• _Work item A_
Duplicate the passage on the cost of cancer care from "In 2009, ASCO" to "their retirement benefits.", inclusive.
• _Work item B_
Pick up the piece on discussing cancer care costs with patients after its final sentence and keep writing.

• _Text section_

In 2009, ASCO suggested that one method of curbing the cost of cancer care is to have oncologists incorporate this into patient discussions.
Video from 2009 ASCO Annual Meeting regarding discussing cost of care can be viewed here: "Discussing the Cost of Care with Patients with Cancer: What Can We Tell Them? What is the Goal?"
Yet, many oncologists remain hesitant to have these conversations.
How do patients feel about it? One survey found 78 percent of patients said they were comfortable talking about the cost of cancer care with their doctor.
In my own experience, I have found that patients are actually very concerned about cost. A patient once told me that she knew her husband was dying, and the exorbitant cost of aggressively treating widely metastatic cancer with a less than one year survival rate at best was exhausting their retirement benefits.
She also was concerned that they would be contributing to Medicare's strained finances. She and her husband felt that to continue treatment that would not be curative would possibly keep necessary funding from someone else, someone who could be cured. Besides, she pointed out, he has felt terrible since starting chemotherapy, so why are we doing it? It amazes me when patients are practical in the face of death, but they were right. The treatments we were doing were causing more distress than comfort, and were very expensive.
One elderly couple said they had lived good lives, and had worked hard to save to have something to leave their children. They didn't want to spend it on treatments that would prolong their lives four months but cost $80,000.
I have had many patients, especially the elderly, who say over and over again that they want the limited federal healthcare dollars to be spent to the best advantage for everyone. They read the news. They pay taxes. They know what is going on in the world. They aren't taking this decision lightly. Sometimes they are tearful. But they are also realistic.
I'm certainly not saying that we should deny anyone a treatment solely because of its cost, but we can't ignore that there are times when we are prolonging survival for a tiny fraction of time. Could it be another case of "just because we can doesn't mean we should"?

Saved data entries
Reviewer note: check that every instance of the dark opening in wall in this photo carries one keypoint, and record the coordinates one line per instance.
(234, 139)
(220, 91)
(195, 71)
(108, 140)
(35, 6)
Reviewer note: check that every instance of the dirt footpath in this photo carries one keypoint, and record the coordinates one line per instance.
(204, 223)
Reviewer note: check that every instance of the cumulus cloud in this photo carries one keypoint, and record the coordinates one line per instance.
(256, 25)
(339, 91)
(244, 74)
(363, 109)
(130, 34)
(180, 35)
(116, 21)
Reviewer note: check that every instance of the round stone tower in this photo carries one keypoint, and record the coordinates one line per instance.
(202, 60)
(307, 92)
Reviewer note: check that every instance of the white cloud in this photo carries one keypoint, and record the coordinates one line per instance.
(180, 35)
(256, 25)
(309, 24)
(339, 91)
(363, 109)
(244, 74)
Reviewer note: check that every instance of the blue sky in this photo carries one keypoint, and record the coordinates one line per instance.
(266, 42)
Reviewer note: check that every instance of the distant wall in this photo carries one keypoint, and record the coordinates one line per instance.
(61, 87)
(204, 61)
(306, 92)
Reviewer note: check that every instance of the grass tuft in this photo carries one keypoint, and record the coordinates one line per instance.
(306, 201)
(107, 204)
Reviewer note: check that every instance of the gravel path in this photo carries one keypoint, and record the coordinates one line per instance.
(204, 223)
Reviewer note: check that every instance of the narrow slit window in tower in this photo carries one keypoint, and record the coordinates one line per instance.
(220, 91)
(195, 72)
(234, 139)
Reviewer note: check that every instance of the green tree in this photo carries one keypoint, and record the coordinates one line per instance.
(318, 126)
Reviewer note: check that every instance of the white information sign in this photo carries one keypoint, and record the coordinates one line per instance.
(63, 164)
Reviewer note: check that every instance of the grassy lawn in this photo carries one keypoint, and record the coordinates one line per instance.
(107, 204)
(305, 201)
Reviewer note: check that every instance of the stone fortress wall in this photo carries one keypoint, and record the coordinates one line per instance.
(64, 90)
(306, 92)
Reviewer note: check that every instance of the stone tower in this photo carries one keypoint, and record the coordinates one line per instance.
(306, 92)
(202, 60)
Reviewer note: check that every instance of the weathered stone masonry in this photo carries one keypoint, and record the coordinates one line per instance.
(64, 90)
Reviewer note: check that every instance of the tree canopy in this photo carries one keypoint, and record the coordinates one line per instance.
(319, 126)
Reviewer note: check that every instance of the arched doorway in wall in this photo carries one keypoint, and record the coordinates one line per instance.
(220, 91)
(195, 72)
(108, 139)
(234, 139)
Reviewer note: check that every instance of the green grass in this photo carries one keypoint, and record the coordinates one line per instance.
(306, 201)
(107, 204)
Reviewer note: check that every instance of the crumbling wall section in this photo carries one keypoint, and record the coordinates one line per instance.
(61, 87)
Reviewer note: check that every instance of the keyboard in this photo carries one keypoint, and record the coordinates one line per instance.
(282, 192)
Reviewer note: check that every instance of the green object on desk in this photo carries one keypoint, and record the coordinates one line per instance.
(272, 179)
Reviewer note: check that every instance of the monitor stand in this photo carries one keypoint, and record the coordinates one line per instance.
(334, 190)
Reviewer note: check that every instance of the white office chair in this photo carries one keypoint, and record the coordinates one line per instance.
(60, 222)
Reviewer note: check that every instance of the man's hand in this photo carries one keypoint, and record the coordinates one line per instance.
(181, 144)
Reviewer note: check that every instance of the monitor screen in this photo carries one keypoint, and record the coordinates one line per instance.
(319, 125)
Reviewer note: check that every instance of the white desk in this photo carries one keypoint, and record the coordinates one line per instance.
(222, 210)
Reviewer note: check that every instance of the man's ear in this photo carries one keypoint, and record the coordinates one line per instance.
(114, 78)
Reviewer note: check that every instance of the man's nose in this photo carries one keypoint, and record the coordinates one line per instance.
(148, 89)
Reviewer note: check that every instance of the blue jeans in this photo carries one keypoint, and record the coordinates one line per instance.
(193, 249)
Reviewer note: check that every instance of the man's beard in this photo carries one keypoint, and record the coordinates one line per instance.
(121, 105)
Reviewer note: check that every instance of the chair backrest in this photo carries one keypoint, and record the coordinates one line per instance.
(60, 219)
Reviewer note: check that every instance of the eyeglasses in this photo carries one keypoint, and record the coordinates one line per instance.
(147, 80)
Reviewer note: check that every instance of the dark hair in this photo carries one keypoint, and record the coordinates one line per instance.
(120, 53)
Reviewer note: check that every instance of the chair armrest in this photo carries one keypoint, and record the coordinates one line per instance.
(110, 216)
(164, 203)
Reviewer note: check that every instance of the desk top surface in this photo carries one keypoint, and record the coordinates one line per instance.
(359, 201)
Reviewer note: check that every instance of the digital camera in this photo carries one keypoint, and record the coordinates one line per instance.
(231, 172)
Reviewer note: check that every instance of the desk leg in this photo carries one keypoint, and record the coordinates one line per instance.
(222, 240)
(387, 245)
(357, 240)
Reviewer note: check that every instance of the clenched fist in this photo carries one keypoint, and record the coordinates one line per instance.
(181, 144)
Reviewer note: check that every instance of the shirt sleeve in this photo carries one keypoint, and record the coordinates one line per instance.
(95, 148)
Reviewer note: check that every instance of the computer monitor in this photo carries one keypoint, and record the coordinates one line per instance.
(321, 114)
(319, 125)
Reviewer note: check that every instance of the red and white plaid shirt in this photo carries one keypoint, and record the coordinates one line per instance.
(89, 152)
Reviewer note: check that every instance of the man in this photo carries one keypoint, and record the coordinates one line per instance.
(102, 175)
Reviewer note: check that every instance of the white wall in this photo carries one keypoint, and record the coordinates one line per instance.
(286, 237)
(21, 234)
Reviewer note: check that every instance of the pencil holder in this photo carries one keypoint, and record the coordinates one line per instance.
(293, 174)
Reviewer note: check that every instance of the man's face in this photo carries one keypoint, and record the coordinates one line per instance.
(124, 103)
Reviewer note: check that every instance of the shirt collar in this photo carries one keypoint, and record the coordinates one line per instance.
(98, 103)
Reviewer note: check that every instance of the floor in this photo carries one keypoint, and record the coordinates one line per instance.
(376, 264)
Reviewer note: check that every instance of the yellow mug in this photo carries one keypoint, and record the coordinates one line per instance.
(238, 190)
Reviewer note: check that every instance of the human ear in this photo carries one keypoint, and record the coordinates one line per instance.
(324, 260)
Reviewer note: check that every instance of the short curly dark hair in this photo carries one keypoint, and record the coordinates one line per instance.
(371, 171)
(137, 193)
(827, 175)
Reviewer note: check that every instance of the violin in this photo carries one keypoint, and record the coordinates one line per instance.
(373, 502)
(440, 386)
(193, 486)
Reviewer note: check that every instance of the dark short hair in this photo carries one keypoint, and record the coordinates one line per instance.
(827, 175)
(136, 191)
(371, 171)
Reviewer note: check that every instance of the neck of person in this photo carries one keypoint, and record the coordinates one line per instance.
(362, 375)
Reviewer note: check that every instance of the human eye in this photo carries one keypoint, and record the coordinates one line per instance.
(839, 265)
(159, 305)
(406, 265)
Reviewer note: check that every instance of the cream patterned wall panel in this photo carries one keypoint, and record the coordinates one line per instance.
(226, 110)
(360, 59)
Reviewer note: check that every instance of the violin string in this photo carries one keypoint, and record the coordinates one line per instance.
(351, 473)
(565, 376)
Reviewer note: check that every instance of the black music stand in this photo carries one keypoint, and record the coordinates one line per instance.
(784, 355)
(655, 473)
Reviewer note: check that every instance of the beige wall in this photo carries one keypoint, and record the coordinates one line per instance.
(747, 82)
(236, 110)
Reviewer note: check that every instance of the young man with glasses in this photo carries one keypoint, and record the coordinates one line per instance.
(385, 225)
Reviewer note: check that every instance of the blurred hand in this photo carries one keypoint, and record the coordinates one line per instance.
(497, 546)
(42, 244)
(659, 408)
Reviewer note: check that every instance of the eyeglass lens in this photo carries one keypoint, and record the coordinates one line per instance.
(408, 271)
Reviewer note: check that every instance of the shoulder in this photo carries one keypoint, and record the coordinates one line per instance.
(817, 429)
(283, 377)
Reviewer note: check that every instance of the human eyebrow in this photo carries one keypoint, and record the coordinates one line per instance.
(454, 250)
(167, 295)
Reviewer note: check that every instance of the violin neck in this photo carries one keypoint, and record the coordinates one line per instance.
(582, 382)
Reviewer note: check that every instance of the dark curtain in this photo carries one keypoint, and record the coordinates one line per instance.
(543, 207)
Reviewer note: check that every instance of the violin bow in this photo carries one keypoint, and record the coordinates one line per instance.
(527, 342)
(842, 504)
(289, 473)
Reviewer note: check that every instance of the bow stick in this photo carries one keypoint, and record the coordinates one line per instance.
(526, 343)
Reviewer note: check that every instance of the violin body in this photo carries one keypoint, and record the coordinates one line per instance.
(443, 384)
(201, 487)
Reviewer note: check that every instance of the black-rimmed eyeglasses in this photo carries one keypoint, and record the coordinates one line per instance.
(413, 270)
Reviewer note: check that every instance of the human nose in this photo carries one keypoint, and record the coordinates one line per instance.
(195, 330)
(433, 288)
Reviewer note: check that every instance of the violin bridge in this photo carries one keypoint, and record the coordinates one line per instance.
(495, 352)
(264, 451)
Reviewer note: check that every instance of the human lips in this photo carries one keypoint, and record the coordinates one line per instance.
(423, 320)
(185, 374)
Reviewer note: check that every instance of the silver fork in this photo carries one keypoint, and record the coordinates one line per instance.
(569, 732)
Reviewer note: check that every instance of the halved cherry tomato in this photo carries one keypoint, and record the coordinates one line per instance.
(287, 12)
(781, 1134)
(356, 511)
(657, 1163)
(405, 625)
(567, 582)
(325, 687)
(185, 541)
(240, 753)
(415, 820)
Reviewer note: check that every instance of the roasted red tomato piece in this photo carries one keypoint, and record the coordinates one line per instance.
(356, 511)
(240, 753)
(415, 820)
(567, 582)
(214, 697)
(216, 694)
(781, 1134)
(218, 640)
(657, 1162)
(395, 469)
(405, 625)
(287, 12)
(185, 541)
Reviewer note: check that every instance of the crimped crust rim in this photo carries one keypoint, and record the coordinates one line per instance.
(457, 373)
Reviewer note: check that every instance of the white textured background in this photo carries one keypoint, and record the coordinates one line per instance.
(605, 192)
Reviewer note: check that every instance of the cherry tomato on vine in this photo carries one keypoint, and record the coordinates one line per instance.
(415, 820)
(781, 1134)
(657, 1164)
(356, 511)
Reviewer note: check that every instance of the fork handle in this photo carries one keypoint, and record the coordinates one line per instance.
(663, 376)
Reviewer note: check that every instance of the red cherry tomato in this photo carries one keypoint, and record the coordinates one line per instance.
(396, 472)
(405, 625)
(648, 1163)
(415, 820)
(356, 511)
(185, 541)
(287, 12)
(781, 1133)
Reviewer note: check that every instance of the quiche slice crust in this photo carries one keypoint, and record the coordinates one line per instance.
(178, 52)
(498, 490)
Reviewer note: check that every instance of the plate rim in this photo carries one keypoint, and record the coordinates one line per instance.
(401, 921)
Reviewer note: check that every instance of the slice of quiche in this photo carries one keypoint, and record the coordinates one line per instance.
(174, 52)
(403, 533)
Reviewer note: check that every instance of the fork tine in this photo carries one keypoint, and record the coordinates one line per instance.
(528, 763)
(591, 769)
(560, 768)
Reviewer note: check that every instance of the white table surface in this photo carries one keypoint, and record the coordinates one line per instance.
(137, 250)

• _Answer A_
In 2009, ASCO suggested that one method of curbing the cost of cancer care is to have oncologists incorporate this into patient discussions.
Video from 2009 ASCO Annual Meeting regarding discussing cost of care can be viewed here: "Discussing the Cost of Care with Patients with Cancer: What Can We Tell Them? What is the Goal?"
Yet, many oncologists remain hesitant to have these conversations.
How do patients feel about it? One survey found 78 percent of patients said they were comfortable talking about the cost of cancer care with their doctor.
In my own experience, I have found that patients are actually very concerned about cost. A patient once told me that she knew her husband was dying, and the exorbitant cost of aggressively treating widely metastatic cancer with a less than one year survival rate at best was exhausting their retirement benefits.

• _Answer B_
Sometimes more expensive doesn't mean better. Cancer care isn't always a "get what you pay for" kind of thing. Unlike so many other products, sometimes the least expensive options are the most beneficial for the patient. The New England Journal of Medicine published a study in 2010 that revealed that patients with metastatic non-small-cell lung cancer who received early palliative care had significant improvements in quality of life.
They also had longer survival and less aggressive care at the end of life. While this study was not about cost of care, clearly comfort care is less expensive than aggressive care, and patients lived longer and better. Who could deny they got the best care, despite the probably significantly lower price tag?
In my own experience, this has been true; the above mentioned cancer patient chose palliative care and transitioned to hospice. Unlike the frequent readmissions the patient had previously experienced while undergoing treatment, he was able to feel better, avoid hospitalization, and enjoy quality time with his family. While under treatment, he appeared at death's door.
Many bedside vigils were held, anticipating he wouldn't make it through the night. Once comfort measures were instituted, going home was possible due to better symptom control and lack of chemotherapy side effects. The end of his life was as he and his family wanted: at home, doing the things he wanted to do. An added bonus was that he was able to leave behind some retirement money for his wife, something that weighed heavily on both of their minds.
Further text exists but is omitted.